--- Data to process Enclosed Below ---
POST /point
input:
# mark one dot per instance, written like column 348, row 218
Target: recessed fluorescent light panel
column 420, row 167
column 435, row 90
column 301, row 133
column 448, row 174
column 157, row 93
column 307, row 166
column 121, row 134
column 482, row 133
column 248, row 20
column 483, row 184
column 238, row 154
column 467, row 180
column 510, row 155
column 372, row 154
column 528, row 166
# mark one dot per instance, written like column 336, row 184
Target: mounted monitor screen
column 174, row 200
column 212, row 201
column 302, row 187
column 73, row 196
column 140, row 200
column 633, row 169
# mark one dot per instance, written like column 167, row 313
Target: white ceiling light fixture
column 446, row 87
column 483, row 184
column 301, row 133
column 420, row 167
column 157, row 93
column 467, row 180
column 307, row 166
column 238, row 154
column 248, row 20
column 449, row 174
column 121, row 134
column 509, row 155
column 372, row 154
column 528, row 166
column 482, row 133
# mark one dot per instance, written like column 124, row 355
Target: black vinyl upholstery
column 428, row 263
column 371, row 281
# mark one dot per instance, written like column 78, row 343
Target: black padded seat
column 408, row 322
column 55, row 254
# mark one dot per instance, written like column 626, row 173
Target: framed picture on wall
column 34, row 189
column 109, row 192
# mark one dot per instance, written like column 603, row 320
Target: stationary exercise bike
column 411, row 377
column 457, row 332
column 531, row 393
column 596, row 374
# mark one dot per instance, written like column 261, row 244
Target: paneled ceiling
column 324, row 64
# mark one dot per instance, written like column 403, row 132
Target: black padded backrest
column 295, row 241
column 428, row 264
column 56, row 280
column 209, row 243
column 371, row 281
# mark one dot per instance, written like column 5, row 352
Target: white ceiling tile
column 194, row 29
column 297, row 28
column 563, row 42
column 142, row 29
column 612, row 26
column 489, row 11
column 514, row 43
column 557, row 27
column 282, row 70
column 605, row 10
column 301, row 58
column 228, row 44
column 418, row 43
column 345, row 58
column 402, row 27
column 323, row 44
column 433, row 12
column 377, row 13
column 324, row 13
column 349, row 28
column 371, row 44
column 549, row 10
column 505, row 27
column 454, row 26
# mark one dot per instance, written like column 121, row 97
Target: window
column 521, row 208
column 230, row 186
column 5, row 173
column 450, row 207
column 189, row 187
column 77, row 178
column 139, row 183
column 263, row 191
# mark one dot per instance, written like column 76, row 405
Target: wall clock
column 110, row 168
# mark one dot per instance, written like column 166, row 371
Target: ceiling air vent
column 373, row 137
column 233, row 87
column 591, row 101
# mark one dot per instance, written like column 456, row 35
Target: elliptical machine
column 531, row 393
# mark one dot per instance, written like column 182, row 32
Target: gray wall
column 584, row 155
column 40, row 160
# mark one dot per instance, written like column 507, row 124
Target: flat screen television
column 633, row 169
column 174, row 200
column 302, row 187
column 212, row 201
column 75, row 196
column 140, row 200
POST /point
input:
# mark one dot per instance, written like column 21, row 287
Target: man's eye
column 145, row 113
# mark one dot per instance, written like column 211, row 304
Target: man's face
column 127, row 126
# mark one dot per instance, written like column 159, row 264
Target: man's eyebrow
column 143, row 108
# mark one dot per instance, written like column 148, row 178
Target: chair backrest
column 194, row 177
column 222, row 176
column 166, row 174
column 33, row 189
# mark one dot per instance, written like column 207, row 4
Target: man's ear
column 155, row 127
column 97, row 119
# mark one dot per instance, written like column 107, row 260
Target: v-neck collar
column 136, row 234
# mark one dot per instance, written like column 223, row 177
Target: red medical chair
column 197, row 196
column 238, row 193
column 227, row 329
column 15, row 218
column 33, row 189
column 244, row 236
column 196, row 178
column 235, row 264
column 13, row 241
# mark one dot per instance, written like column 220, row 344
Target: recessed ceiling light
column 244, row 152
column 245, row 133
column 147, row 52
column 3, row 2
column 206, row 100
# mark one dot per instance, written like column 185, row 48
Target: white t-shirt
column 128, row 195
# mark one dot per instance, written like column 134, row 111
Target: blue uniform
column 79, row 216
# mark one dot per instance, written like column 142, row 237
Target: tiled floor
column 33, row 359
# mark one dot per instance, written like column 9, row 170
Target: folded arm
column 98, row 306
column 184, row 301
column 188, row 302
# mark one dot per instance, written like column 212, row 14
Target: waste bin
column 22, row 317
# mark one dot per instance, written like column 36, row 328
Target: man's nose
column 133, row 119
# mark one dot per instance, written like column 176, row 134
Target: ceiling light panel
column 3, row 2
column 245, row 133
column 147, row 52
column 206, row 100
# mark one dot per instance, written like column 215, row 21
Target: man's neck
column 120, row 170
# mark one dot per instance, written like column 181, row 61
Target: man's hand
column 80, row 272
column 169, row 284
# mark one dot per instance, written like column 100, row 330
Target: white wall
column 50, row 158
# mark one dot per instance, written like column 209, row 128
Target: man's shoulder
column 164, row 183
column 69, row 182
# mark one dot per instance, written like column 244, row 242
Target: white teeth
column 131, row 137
--- End of Enclosed Data to process ---
What the task asks —
Your task is to give the records above again, exactly.

Output of the task —
POST /point
input:
# mark one dot per instance, written like column 348, row 218
Target: recessed fluorescent light panel
column 420, row 167
column 435, row 90
column 301, row 133
column 448, row 174
column 157, row 93
column 307, row 166
column 121, row 134
column 482, row 133
column 248, row 20
column 483, row 184
column 238, row 154
column 467, row 180
column 510, row 155
column 372, row 154
column 528, row 166
# mark one dot per instance, written like column 336, row 184
Target: mounted monitor screen
column 174, row 200
column 212, row 201
column 302, row 187
column 73, row 196
column 140, row 200
column 633, row 169
# mark one dot per instance, written like column 167, row 313
Target: white ceiling light fixture
column 446, row 87
column 483, row 184
column 301, row 133
column 420, row 167
column 157, row 93
column 467, row 180
column 307, row 166
column 238, row 154
column 248, row 20
column 449, row 174
column 121, row 134
column 509, row 155
column 372, row 154
column 528, row 166
column 482, row 133
# mark one dot per instance, written like column 124, row 355
Target: black vinyl upholstery
column 428, row 263
column 371, row 281
# mark one dot per instance, written like column 78, row 343
Target: black padded seat
column 408, row 322
column 55, row 254
# mark one dot per instance, written like column 626, row 173
Target: framed picture on wall
column 34, row 189
column 109, row 192
# mark one dot per instance, written like column 603, row 320
Target: stationary exercise bike
column 411, row 377
column 457, row 332
column 531, row 393
column 596, row 374
# mark one dot per instance, written like column 261, row 244
Target: paneled ceiling
column 324, row 64
# mark one dot per instance, written like column 403, row 132
Target: black padded backrest
column 295, row 241
column 428, row 264
column 56, row 280
column 209, row 243
column 371, row 281
# mark one dot per instance, written like column 5, row 352
Target: white ceiling tile
column 194, row 29
column 297, row 28
column 563, row 42
column 142, row 29
column 612, row 26
column 489, row 11
column 514, row 43
column 557, row 27
column 282, row 70
column 605, row 10
column 301, row 58
column 228, row 44
column 418, row 43
column 345, row 58
column 402, row 27
column 323, row 44
column 433, row 12
column 377, row 13
column 324, row 13
column 349, row 28
column 371, row 44
column 549, row 10
column 505, row 27
column 454, row 26
# mark one dot per instance, written like column 121, row 97
Target: window
column 521, row 208
column 230, row 186
column 5, row 173
column 450, row 207
column 189, row 187
column 77, row 178
column 139, row 183
column 263, row 191
# mark one dot per instance, written like column 76, row 405
Target: wall clock
column 110, row 168
# mark one dot per instance, written like column 166, row 371
Target: ceiling air vent
column 373, row 137
column 233, row 87
column 591, row 101
# mark one dot per instance, written like column 456, row 35
Target: elliptical machine
column 531, row 393
# mark one dot per instance, written like column 182, row 32
Target: gray wall
column 584, row 155
column 40, row 160
# mark one dot per instance, written like column 507, row 124
Target: flat screen television
column 633, row 169
column 174, row 200
column 302, row 187
column 212, row 201
column 75, row 196
column 140, row 200
POST /point
input:
# mark one dot per instance, written like column 21, row 287
Target: man's eye
column 145, row 113
# mark one dot per instance, written like column 211, row 304
Target: man's face
column 127, row 126
# mark one dot per instance, written like column 159, row 264
Target: man's eyebrow
column 143, row 108
# mark one dot per instance, written like column 148, row 178
Target: chair backrest
column 194, row 177
column 222, row 176
column 166, row 174
column 33, row 189
# mark one dot per instance, written like column 207, row 4
Target: man's ear
column 155, row 127
column 97, row 119
# mark one dot per instance, written like column 107, row 260
Target: v-neck collar
column 136, row 234
# mark one dot per instance, written like column 223, row 177
Target: red medical chair
column 197, row 196
column 238, row 193
column 227, row 329
column 15, row 218
column 33, row 189
column 244, row 236
column 196, row 178
column 235, row 264
column 13, row 241
# mark one dot per instance, written like column 220, row 344
Target: recessed ceiling light
column 244, row 152
column 245, row 133
column 147, row 52
column 3, row 2
column 206, row 100
# mark one dot per instance, written like column 185, row 48
Target: white t-shirt
column 128, row 195
# mark one dot per instance, written like column 134, row 111
Target: blue uniform
column 79, row 216
# mark one dot per instance, written like column 142, row 237
Target: tiled floor
column 33, row 359
# mark one dot per instance, written like column 9, row 170
Target: folded arm
column 98, row 306
column 184, row 301
column 188, row 302
# mark one dot per instance, written like column 212, row 14
Target: waste bin
column 22, row 317
# mark one dot per instance, written like column 36, row 328
Target: man's nose
column 133, row 119
# mark one dot per instance, written like column 176, row 134
Target: ceiling light panel
column 3, row 2
column 245, row 133
column 147, row 52
column 206, row 100
# mark one dot per instance, written like column 215, row 21
Target: man's neck
column 120, row 170
# mark one dot per instance, written like column 181, row 61
Target: man's hand
column 80, row 272
column 169, row 284
# mark one dot per instance, written like column 100, row 330
Target: white wall
column 50, row 158
# mark one dot per instance, written like column 209, row 128
Target: man's shoulder
column 164, row 183
column 69, row 182
# mark one dot per instance, written like column 244, row 242
Target: white teeth
column 131, row 137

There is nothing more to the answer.